** Source information follows **
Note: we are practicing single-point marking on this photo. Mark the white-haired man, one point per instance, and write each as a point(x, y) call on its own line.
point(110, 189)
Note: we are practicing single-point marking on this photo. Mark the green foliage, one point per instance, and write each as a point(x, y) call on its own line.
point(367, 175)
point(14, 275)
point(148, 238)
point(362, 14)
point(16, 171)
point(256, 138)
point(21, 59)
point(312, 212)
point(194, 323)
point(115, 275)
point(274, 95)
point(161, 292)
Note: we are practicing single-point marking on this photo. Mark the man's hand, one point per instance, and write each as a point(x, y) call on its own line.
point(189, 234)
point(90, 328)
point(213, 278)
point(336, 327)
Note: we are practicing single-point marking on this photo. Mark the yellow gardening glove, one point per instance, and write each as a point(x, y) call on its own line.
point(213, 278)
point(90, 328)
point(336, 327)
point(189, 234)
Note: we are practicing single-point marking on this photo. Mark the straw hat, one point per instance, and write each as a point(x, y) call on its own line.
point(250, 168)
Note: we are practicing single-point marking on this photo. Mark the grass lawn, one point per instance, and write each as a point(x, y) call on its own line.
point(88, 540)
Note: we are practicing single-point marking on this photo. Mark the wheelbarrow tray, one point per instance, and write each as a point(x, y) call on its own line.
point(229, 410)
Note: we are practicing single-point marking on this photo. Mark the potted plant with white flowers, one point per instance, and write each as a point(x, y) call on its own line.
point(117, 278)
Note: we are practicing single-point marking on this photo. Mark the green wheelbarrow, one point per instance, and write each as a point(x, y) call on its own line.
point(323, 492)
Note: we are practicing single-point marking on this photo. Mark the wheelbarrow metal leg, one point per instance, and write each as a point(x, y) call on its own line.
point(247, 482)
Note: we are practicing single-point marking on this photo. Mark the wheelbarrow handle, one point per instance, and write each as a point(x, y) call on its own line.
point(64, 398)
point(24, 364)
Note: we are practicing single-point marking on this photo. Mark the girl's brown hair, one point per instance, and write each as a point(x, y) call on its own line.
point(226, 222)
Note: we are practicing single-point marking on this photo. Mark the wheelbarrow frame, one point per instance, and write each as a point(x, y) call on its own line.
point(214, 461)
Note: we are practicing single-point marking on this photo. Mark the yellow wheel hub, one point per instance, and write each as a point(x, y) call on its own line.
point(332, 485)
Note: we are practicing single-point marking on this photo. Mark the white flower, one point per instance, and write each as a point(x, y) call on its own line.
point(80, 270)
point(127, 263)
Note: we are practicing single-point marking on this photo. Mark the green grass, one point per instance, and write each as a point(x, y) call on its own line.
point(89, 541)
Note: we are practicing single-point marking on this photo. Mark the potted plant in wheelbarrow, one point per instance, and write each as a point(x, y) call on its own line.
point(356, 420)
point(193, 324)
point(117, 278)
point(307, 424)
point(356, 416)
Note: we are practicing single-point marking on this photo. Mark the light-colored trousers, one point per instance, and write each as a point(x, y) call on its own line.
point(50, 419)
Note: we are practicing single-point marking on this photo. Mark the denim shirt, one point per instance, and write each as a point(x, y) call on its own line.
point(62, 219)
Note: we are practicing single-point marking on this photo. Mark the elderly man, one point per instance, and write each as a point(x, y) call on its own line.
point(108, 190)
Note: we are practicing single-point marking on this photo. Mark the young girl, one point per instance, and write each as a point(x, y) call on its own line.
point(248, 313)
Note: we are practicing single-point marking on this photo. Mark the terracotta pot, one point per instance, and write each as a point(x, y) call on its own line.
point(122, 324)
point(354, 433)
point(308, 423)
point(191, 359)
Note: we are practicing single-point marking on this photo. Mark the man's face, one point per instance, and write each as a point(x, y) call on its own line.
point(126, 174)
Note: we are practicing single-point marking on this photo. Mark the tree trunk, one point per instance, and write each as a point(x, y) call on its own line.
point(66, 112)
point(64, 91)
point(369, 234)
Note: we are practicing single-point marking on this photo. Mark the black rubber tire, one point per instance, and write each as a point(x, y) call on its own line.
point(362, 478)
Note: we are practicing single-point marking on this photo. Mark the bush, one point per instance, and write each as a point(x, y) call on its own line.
** End of Source information **
What you are asked to do - Exactly reproduce the lines of the entries above, from the one containing "Mark the elderly" to the very last, and no others.

Written response -
Note: we are practicing single-point marking on this photo. Mark the elderly man, one point per instance, and write each as a point(x, y) call on its own line.
point(108, 190)
Note: we are practicing single-point marking on this photo. Mark the young girl, one point per instance, and write each as a point(x, y) call on its own line.
point(248, 313)
Note: we are practicing single-point marking on this photo. Mark the terracotta pot, one point per instance, and write each as a point(x, y) call on its own line.
point(122, 324)
point(354, 433)
point(308, 423)
point(191, 359)
Note: we are practicing single-point marking on this photo. Mark the man's face, one point per instance, and write each as a point(x, y) call on its own line.
point(126, 174)
Note: we are practicing single-point marking on this photo. Mark the tree trunk, one point per instance, and write each as a point(x, y) call on its own line.
point(66, 112)
point(64, 91)
point(369, 234)
Note: we are practicing single-point marking on this photo. Mark the black rubber tire, one point per instance, and write each as a point(x, y) call on its own line.
point(362, 478)
Note: we are practicing single-point marking on this photo. Mark the bush, one point per instance, and write each as a point(x, y) call on its own line.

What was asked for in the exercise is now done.